Activity - For the records below, count the lines containing the word "fingers" and reply with the number alone.

----- Supplied records -----

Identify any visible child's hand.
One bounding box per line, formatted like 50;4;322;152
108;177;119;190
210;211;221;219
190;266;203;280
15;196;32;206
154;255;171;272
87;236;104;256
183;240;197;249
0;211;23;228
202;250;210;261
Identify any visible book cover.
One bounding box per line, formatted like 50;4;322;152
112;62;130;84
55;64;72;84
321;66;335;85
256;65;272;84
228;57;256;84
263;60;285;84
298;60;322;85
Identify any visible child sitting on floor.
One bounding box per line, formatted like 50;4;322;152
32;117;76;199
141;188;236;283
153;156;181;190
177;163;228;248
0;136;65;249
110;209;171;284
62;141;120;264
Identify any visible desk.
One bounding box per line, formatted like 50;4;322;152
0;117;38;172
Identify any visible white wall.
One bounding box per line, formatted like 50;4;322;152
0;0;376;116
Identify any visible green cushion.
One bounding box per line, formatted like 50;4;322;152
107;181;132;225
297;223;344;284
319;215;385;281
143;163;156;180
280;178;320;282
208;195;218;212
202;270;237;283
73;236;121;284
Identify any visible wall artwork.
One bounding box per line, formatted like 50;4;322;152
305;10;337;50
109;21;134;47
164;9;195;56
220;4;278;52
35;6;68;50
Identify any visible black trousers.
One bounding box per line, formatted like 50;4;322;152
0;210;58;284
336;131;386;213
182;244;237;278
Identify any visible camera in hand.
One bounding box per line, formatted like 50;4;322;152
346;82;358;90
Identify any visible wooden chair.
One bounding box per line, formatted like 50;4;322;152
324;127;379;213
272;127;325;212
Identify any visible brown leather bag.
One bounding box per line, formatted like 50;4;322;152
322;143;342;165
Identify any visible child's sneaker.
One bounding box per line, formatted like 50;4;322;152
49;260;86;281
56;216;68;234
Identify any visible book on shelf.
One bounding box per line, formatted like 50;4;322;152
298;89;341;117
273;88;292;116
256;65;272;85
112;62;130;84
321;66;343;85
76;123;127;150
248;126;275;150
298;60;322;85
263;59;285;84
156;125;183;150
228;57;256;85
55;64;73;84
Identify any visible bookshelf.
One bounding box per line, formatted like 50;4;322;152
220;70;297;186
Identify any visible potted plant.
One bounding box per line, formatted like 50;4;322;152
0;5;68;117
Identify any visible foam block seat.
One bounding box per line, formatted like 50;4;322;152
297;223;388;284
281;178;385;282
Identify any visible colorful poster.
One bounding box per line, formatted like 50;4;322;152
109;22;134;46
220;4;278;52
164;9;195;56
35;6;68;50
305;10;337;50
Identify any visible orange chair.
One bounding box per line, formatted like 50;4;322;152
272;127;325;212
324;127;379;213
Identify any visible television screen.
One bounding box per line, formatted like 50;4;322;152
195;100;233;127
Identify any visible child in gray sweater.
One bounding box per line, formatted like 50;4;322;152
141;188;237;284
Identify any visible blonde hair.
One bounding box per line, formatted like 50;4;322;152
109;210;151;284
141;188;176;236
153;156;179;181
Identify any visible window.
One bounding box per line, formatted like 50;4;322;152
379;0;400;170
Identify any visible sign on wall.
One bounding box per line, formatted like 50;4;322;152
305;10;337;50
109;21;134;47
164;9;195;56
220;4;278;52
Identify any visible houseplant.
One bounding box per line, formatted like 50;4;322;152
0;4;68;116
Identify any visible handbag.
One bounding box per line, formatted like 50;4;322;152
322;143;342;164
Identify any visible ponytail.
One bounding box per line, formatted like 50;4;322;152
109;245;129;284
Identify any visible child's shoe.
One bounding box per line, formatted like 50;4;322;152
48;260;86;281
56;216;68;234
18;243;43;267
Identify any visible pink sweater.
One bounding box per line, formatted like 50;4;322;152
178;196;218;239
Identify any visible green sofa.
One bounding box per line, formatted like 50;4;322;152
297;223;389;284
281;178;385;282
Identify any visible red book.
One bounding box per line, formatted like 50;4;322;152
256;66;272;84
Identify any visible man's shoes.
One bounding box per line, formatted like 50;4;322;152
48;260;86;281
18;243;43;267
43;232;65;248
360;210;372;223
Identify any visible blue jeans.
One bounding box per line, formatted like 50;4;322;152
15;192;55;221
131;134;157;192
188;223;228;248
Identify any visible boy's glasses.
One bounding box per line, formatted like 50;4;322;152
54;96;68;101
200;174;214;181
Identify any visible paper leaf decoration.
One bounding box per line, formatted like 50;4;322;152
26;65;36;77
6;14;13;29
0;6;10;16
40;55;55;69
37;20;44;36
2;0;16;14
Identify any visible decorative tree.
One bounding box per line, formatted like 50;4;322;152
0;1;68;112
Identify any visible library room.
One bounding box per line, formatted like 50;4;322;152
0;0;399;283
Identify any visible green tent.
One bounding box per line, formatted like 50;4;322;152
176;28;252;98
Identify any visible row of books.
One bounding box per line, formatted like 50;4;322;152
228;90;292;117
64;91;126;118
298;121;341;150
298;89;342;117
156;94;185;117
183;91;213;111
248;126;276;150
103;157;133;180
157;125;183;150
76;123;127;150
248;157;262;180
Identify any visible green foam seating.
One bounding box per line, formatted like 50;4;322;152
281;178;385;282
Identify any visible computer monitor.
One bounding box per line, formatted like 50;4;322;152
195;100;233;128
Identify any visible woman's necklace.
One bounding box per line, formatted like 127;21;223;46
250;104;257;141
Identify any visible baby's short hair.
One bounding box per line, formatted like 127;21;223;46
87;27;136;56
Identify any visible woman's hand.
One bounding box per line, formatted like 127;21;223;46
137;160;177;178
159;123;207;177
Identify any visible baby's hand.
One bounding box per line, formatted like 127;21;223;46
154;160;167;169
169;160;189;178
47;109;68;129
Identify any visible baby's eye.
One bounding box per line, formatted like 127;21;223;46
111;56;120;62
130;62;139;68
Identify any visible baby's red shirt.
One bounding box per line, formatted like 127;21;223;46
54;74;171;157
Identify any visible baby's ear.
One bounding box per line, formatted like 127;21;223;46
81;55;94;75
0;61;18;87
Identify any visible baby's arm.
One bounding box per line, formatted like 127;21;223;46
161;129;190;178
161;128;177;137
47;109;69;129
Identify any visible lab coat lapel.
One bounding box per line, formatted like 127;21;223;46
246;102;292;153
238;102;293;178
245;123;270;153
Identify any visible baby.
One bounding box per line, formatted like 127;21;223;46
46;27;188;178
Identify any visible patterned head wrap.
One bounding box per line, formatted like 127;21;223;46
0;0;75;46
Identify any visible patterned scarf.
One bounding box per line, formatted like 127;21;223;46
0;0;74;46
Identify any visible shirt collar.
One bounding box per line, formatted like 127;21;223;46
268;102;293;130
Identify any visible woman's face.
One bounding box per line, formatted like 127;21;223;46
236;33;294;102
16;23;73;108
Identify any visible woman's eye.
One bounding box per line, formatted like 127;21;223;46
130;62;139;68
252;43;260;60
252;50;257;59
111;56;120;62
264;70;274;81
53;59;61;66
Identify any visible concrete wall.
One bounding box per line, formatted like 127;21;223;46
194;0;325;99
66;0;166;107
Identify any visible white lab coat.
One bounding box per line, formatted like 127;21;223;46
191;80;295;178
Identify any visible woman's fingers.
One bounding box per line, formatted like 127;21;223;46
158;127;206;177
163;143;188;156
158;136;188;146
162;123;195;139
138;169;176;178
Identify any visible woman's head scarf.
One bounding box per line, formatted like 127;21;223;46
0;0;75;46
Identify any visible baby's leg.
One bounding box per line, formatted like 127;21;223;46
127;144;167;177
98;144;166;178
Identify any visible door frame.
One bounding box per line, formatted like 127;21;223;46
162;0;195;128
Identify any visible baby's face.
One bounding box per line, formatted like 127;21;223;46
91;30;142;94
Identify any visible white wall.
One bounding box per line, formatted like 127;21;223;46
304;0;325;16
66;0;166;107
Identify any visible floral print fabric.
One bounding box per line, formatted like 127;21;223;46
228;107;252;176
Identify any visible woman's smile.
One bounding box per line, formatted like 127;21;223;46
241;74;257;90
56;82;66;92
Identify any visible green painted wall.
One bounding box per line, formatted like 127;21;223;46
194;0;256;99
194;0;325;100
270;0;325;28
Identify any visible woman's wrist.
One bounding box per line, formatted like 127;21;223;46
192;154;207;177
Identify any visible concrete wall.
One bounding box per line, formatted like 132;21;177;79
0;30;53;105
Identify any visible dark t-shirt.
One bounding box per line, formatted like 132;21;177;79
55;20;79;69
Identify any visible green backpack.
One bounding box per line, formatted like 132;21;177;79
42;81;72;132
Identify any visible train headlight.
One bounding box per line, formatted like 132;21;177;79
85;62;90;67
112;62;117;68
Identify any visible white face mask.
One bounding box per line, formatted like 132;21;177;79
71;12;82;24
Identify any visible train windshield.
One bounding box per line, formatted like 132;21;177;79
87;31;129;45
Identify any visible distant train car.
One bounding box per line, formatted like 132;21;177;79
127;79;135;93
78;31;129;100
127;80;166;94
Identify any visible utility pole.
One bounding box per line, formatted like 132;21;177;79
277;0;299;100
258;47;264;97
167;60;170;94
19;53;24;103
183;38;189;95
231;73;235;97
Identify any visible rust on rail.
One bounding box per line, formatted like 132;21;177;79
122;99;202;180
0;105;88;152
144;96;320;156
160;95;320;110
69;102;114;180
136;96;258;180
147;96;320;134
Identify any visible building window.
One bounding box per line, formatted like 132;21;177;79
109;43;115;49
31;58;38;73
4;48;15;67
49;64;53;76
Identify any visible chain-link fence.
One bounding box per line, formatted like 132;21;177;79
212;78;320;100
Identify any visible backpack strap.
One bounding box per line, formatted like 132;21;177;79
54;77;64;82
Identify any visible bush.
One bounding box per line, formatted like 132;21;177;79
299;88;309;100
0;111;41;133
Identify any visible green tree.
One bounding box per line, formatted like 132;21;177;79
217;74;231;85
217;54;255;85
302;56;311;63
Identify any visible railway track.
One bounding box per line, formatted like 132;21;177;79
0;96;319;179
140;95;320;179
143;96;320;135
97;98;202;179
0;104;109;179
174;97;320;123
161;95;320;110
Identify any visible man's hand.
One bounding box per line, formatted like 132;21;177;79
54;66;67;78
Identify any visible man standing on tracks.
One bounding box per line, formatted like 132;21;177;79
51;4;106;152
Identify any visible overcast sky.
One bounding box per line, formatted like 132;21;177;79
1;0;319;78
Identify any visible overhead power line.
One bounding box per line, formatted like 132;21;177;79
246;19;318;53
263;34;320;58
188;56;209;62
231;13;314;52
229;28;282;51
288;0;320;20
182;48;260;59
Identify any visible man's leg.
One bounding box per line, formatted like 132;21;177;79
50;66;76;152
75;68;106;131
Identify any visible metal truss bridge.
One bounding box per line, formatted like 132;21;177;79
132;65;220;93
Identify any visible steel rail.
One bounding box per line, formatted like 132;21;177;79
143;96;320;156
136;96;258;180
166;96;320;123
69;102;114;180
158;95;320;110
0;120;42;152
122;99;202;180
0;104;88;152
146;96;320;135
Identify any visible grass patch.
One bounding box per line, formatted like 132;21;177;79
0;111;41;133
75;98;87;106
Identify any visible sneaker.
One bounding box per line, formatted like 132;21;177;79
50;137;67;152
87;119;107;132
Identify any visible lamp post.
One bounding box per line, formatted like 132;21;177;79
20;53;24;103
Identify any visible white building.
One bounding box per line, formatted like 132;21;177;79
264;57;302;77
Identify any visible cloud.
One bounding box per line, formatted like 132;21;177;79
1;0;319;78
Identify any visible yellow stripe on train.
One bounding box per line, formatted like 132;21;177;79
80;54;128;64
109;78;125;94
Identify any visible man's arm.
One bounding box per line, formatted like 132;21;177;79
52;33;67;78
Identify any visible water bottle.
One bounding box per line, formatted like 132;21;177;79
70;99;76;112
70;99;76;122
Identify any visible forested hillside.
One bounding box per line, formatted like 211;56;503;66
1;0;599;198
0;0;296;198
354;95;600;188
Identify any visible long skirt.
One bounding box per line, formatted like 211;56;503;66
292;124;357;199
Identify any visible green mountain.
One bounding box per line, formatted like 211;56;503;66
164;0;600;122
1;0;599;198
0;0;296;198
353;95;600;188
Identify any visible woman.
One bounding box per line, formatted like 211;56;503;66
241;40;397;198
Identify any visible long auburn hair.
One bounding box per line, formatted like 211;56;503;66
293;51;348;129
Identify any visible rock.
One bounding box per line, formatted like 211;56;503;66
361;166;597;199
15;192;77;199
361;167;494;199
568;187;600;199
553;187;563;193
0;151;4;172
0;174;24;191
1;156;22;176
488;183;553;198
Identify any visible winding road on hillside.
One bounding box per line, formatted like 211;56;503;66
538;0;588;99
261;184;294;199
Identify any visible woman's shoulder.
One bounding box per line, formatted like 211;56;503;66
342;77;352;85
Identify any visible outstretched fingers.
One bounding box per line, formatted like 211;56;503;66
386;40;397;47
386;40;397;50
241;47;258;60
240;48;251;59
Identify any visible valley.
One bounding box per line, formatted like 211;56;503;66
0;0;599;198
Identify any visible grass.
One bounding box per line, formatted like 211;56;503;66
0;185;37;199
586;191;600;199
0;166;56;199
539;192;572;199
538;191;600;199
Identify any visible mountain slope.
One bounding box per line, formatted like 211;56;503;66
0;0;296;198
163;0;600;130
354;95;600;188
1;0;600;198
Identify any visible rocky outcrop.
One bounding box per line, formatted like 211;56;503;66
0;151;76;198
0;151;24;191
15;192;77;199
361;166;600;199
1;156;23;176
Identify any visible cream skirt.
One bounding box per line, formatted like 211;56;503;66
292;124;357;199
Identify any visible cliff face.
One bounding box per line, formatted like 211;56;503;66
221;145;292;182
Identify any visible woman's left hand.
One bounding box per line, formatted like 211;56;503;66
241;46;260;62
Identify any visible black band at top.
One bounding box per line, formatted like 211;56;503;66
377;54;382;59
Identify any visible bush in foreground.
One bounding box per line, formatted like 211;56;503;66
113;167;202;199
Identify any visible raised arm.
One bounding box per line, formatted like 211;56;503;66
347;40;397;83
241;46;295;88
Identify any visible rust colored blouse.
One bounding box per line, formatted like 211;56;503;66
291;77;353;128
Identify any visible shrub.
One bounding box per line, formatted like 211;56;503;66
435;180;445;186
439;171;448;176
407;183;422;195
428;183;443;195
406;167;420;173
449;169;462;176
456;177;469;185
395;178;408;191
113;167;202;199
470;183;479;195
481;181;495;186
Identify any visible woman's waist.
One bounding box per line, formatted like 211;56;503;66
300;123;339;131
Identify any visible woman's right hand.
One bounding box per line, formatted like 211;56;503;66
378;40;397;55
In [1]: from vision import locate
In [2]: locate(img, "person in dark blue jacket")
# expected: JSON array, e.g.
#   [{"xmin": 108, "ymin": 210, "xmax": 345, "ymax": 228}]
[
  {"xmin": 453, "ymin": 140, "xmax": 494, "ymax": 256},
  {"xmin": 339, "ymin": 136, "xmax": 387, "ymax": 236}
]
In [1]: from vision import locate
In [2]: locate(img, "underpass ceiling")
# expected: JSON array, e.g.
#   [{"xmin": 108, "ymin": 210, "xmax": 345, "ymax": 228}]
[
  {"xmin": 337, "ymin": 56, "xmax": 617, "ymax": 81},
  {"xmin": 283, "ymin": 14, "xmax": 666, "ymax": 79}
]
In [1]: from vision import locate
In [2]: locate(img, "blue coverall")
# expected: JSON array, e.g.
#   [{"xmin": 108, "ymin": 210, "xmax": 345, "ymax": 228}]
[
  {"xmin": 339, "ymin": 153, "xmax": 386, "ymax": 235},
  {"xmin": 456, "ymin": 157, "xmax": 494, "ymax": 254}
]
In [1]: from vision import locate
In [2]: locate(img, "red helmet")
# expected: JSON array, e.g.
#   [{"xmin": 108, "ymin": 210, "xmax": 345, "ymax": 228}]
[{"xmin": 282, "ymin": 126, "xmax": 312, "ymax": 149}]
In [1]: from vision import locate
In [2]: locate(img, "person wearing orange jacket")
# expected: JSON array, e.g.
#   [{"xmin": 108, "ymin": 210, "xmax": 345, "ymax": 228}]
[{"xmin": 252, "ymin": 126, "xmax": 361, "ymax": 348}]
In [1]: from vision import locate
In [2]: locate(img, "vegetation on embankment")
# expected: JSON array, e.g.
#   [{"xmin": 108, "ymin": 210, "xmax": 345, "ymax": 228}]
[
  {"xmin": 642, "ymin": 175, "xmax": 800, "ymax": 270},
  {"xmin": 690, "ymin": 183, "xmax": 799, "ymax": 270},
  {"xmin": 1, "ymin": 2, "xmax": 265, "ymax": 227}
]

-----

Your response - 2